*Problem to work on*
Print every line between the line holding "The scan above contains the row" and the line holding "[185,172,247,263]", inclusive, reproducing each one character for character.

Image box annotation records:
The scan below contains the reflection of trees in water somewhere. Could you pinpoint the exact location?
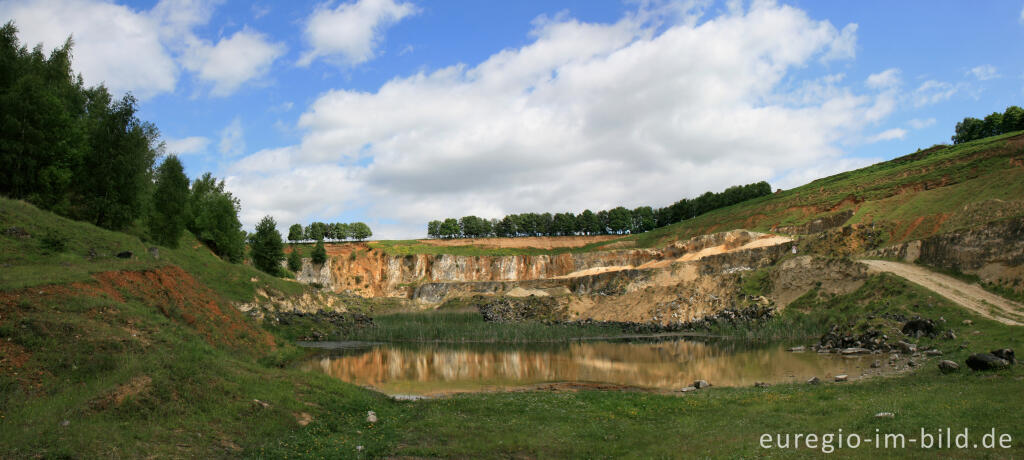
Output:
[306,340,863,388]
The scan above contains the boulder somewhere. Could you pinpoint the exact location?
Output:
[967,353,1010,371]
[989,348,1017,364]
[939,360,959,374]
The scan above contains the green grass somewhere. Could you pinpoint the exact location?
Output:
[0,197,305,301]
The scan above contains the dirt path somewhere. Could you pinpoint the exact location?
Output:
[861,260,1024,326]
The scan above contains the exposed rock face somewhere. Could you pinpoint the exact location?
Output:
[772,255,867,306]
[868,217,1024,292]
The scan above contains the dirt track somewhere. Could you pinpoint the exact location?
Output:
[861,260,1024,326]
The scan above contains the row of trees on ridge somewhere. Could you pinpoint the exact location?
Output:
[952,106,1024,143]
[427,181,771,238]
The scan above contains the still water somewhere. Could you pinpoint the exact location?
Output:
[301,340,876,395]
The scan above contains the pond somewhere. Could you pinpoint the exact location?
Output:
[300,339,877,395]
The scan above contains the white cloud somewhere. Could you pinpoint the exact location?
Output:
[227,2,895,238]
[866,69,902,89]
[867,128,906,143]
[911,80,956,107]
[968,65,999,81]
[165,136,210,155]
[298,0,417,66]
[0,0,178,99]
[218,117,246,157]
[906,118,935,129]
[183,29,285,96]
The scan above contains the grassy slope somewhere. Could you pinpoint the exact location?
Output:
[371,132,1024,256]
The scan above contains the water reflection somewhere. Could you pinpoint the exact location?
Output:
[302,340,872,394]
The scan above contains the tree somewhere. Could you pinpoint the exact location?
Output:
[427,220,441,238]
[288,246,302,273]
[150,155,188,248]
[440,217,461,238]
[310,240,327,265]
[249,216,285,277]
[348,222,374,241]
[288,223,305,243]
[185,172,247,263]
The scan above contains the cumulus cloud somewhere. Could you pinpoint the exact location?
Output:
[0,0,178,98]
[183,29,285,96]
[0,0,285,99]
[910,80,956,107]
[906,118,935,129]
[298,0,417,66]
[866,69,902,89]
[968,65,999,81]
[228,2,893,237]
[217,117,246,157]
[165,136,210,155]
[867,128,906,142]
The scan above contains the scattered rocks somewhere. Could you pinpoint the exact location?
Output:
[989,348,1017,364]
[967,353,1010,371]
[939,360,959,374]
[901,317,938,337]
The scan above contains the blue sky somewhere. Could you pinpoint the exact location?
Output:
[0,0,1024,238]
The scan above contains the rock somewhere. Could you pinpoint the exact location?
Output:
[967,353,1010,371]
[989,348,1017,364]
[939,360,959,374]
[901,318,937,337]
[896,340,918,354]
[253,400,270,409]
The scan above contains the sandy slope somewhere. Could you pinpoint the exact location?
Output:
[861,260,1024,326]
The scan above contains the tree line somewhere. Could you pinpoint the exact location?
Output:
[0,23,246,262]
[288,222,374,243]
[427,181,771,238]
[952,106,1024,143]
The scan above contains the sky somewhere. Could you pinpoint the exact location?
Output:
[0,0,1024,239]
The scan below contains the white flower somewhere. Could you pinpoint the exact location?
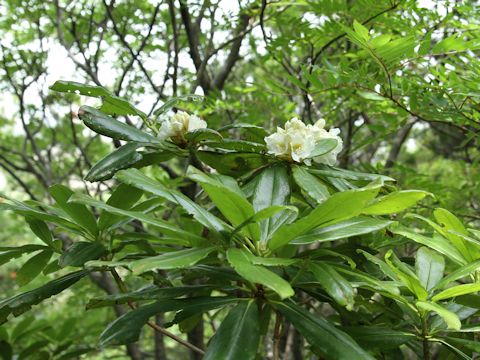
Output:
[158,111,207,139]
[265,118,343,165]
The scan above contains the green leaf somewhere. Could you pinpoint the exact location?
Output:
[268,181,383,250]
[271,301,374,360]
[309,262,355,310]
[50,80,147,119]
[25,216,55,248]
[58,241,107,267]
[385,250,428,300]
[128,246,216,274]
[49,184,98,236]
[227,248,295,299]
[98,184,143,230]
[86,285,213,310]
[70,194,204,244]
[16,250,53,286]
[415,301,462,330]
[187,166,260,241]
[0,270,88,325]
[0,245,49,265]
[153,95,204,118]
[433,208,479,261]
[342,326,416,350]
[204,300,260,360]
[307,164,395,181]
[185,128,222,143]
[353,20,370,41]
[415,247,445,291]
[293,166,330,203]
[446,336,480,353]
[100,296,238,346]
[432,283,480,301]
[78,105,160,144]
[243,251,299,266]
[434,260,480,289]
[232,205,298,239]
[252,165,293,243]
[203,139,266,154]
[85,142,142,182]
[362,190,430,215]
[197,151,269,176]
[391,228,465,265]
[291,216,393,245]
[115,169,229,233]
[308,139,338,159]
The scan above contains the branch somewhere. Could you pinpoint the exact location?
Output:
[111,269,205,355]
[179,0,212,93]
[312,0,402,65]
[213,14,250,90]
[103,0,164,97]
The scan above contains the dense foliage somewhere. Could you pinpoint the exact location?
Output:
[0,0,480,359]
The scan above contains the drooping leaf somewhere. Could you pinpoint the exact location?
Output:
[0,245,48,265]
[434,260,480,289]
[115,169,229,233]
[433,208,474,261]
[342,326,416,350]
[204,300,260,360]
[16,250,53,286]
[252,165,292,242]
[293,166,330,204]
[78,105,160,144]
[415,247,445,291]
[50,80,147,119]
[197,151,269,176]
[227,248,294,299]
[25,217,55,248]
[0,270,88,325]
[362,190,429,215]
[49,184,98,236]
[98,184,143,230]
[291,216,393,245]
[100,296,237,346]
[86,285,213,309]
[70,194,204,244]
[58,241,107,267]
[85,142,142,182]
[391,228,465,265]
[415,301,462,330]
[385,250,428,300]
[129,246,216,274]
[432,283,480,301]
[187,167,260,241]
[272,301,374,360]
[268,178,382,250]
[309,262,355,310]
[308,139,337,158]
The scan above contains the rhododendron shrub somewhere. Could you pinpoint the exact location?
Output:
[0,82,480,360]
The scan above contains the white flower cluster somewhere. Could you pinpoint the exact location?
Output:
[265,118,343,165]
[158,111,207,139]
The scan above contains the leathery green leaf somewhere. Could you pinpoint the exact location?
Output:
[227,249,295,299]
[415,247,445,290]
[362,190,431,215]
[204,300,260,360]
[128,246,216,274]
[268,180,383,250]
[309,262,355,310]
[415,301,462,330]
[271,301,374,360]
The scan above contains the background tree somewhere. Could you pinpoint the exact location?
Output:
[0,0,480,359]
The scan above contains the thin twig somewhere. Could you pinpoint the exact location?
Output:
[111,269,205,355]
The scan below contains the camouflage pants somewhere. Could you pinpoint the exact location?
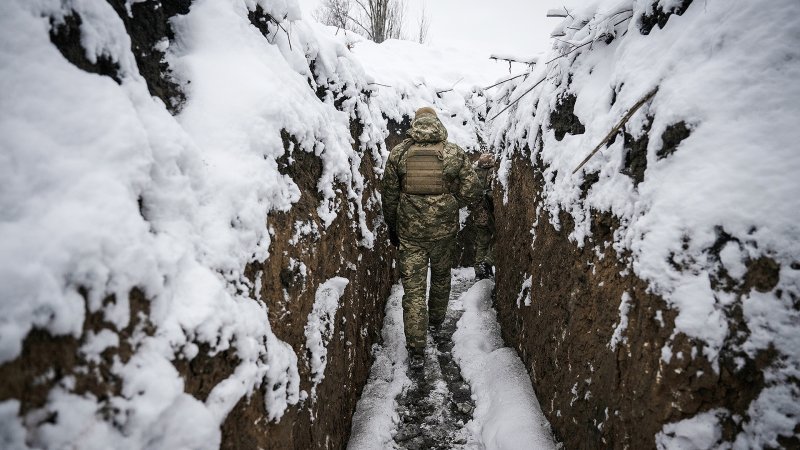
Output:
[400,237,455,349]
[475,225,494,267]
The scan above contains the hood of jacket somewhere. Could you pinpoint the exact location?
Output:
[408,114,447,144]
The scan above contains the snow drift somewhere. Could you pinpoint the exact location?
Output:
[489,0,800,448]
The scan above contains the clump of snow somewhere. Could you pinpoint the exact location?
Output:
[453,280,556,449]
[608,292,631,351]
[347,283,411,450]
[656,409,727,450]
[489,0,800,442]
[340,33,505,151]
[517,275,533,308]
[79,328,119,363]
[305,277,350,392]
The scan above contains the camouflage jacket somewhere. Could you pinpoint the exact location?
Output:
[382,114,481,241]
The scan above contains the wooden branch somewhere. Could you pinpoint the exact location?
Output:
[545,40,594,64]
[347,15,375,39]
[270,17,293,50]
[483,72,531,91]
[489,77,547,120]
[436,77,464,95]
[572,86,658,174]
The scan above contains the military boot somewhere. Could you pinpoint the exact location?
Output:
[475,262,494,280]
[408,347,425,372]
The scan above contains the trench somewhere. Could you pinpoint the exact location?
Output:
[394,270,475,450]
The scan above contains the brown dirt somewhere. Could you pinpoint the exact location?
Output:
[217,125,396,449]
[495,157,777,449]
[5,9,402,449]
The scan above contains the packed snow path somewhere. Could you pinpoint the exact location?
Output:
[348,269,555,450]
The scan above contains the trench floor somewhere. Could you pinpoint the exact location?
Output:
[394,272,483,450]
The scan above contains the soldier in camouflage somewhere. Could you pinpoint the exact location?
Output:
[383,108,481,366]
[471,153,494,280]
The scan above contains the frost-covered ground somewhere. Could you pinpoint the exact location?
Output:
[348,269,556,450]
[489,0,800,448]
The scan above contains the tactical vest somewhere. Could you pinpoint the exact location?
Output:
[403,142,447,195]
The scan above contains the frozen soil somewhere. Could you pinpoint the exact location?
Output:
[394,271,483,450]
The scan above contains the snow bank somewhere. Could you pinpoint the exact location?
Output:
[453,280,556,450]
[340,33,505,151]
[305,277,350,397]
[490,0,800,447]
[347,283,411,450]
[0,0,416,449]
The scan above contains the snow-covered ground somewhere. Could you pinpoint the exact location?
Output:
[453,280,555,450]
[348,268,556,450]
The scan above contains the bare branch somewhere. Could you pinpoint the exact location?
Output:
[489,77,547,120]
[572,86,658,174]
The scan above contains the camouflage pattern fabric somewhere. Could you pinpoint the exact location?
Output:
[400,236,455,349]
[382,114,481,241]
[382,113,481,350]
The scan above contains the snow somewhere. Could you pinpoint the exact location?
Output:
[305,277,350,398]
[656,409,726,450]
[340,33,505,152]
[0,0,418,449]
[608,292,631,351]
[489,0,800,443]
[347,283,411,450]
[453,280,556,449]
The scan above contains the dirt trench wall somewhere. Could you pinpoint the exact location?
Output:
[495,154,780,449]
[0,0,396,449]
[222,131,396,449]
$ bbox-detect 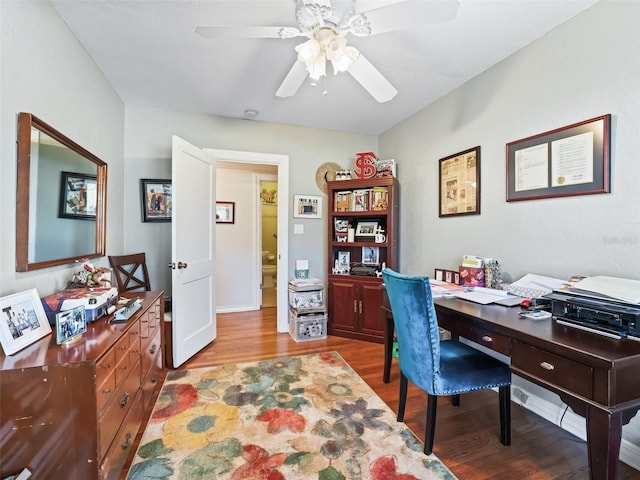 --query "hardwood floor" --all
[121,308,640,480]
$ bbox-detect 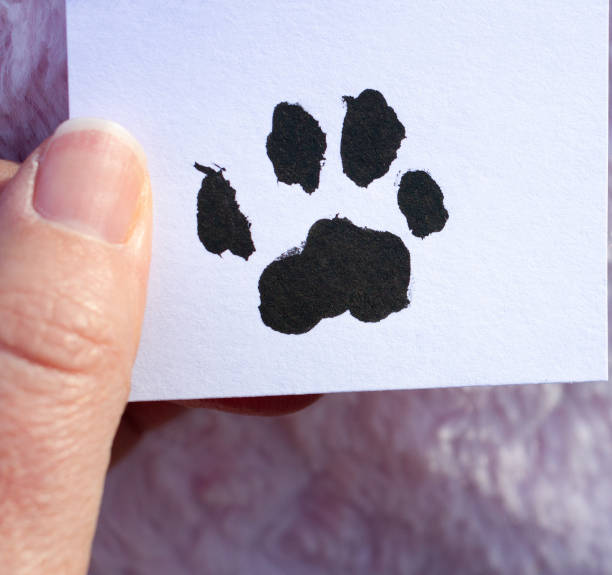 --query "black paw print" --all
[195,90,448,334]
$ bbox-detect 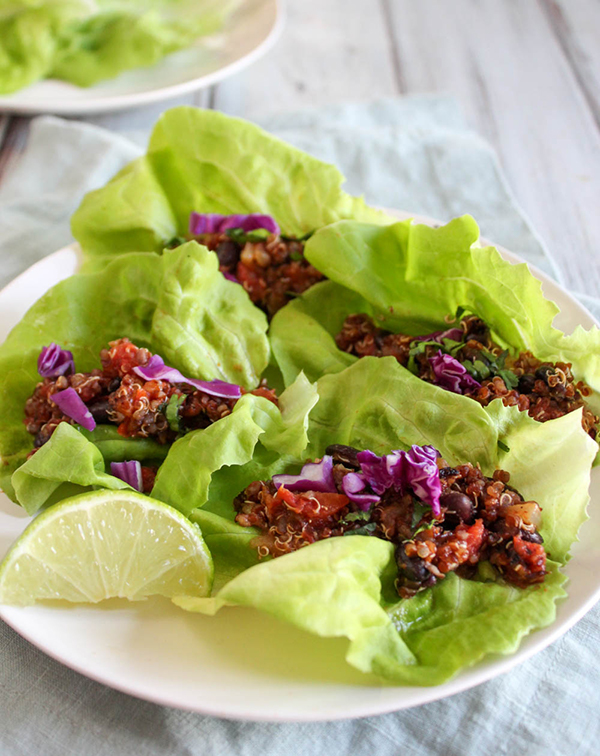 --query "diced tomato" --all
[267,486,350,523]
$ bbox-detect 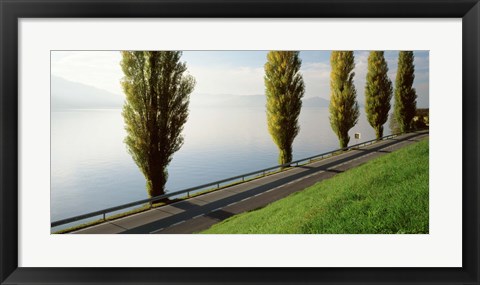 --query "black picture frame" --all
[0,0,480,284]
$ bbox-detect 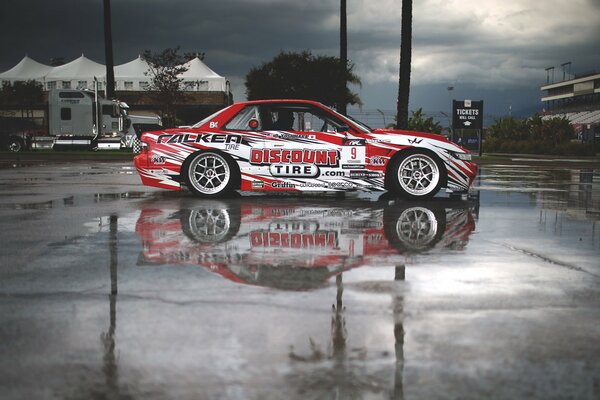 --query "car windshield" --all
[191,107,229,128]
[330,108,373,133]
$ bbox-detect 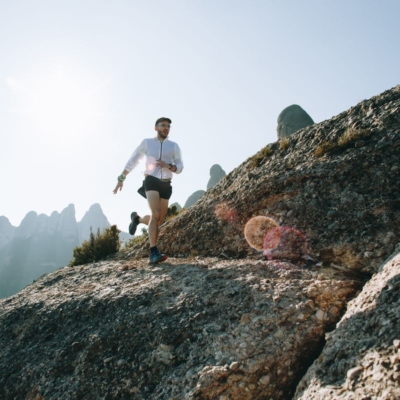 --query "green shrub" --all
[68,225,121,267]
[314,142,337,157]
[249,146,273,168]
[338,128,371,147]
[279,138,290,150]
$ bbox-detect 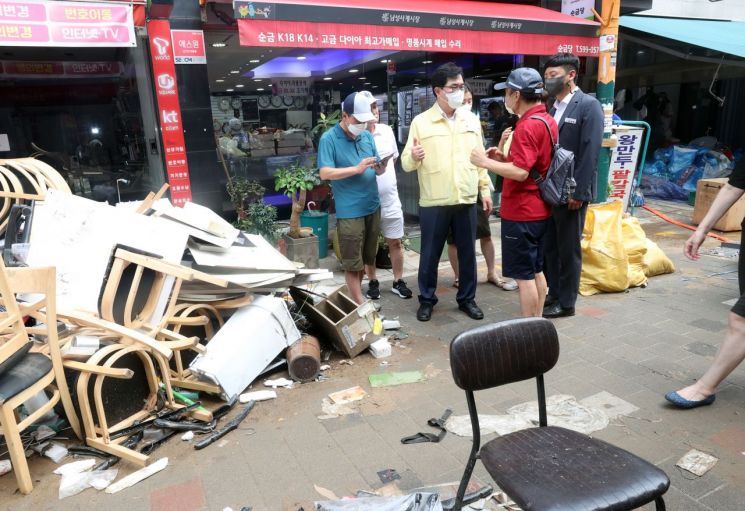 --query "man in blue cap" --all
[318,91,385,303]
[471,67,559,317]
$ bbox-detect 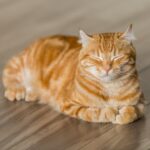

*Answer to the exercise*
The scan above contains the row of trees on ridge somewhere. Could you pinpoint the exact location?
Output:
[952,106,1024,143]
[427,181,771,238]
The scan above contains the still water somewhere. Could you pinpoint the exact location?
Output:
[301,340,876,395]
The scan above contains the pond somewhere. Could you pinpoint the exact location?
Output:
[300,339,877,395]
The scan above contains the white cloud somewhere. Could you pinpoint the exact location?
Output:
[227,2,895,238]
[866,69,902,89]
[867,128,906,143]
[911,80,956,107]
[968,65,999,81]
[165,136,210,155]
[298,0,417,66]
[0,0,178,99]
[218,117,246,157]
[906,118,935,129]
[183,29,285,96]
The scan above contains the grassy slope somewhere. Could you pinpoint the exact location?
Output:
[371,132,1024,256]
The scan above contains the water reflection somewhere. Could you pinpoint the exact location?
Output:
[302,340,872,394]
The scan above contains the tree somewhere. Could you pinpoint the exact location?
Output:
[427,220,441,238]
[288,246,302,273]
[150,155,188,248]
[440,217,461,238]
[310,240,327,265]
[249,216,285,277]
[348,222,374,241]
[288,223,305,243]
[185,172,247,263]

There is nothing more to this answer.